* _Set task_: Locate each line in the rows below that contains the word "door" and copy those lines out. Case counts.

====== Material for this exercise

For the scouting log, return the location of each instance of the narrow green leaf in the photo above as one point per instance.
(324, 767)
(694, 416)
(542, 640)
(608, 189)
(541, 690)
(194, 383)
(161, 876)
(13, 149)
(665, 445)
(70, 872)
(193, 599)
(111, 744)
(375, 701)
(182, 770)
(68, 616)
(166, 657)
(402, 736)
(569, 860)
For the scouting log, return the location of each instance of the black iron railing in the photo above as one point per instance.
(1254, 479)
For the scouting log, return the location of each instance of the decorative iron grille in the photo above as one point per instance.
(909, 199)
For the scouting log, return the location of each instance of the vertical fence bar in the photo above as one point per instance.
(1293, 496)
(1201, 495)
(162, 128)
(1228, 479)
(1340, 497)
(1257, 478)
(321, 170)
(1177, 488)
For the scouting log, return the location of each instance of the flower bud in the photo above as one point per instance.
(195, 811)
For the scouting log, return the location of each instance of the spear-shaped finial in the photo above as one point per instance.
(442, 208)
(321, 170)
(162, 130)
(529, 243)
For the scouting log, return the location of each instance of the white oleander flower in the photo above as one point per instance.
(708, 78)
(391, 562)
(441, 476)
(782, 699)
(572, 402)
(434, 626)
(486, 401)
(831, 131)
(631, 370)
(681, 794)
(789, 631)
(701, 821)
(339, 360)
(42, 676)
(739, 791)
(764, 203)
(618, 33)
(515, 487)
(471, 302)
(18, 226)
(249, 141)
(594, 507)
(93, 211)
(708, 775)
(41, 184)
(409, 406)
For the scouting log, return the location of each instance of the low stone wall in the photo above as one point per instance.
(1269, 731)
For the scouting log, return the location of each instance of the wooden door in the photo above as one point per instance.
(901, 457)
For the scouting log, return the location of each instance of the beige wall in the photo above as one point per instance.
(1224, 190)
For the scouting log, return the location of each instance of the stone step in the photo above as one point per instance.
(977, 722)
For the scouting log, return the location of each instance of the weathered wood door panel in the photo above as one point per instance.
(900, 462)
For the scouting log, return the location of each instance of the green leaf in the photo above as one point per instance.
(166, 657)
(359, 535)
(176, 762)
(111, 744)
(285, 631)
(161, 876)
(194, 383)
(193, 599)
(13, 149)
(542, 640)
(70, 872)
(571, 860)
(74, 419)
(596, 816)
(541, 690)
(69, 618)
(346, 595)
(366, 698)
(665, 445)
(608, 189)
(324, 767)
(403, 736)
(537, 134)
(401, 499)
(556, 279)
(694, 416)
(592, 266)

============
====== Material for this exercise

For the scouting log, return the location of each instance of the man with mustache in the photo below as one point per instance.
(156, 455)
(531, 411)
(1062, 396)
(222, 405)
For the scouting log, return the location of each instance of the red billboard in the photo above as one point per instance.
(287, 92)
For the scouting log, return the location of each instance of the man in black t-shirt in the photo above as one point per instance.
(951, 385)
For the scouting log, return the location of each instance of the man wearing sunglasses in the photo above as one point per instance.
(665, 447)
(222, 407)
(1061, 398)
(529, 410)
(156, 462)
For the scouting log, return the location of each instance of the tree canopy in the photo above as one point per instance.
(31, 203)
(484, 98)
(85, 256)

============

* _Response to the task_:
For the scouting log, return the location of each instance of the wooden door in the photo above as one point per instance.
For the scouting log, return the location of each instance of the weathered wood door panel in the photo above as one point per instance.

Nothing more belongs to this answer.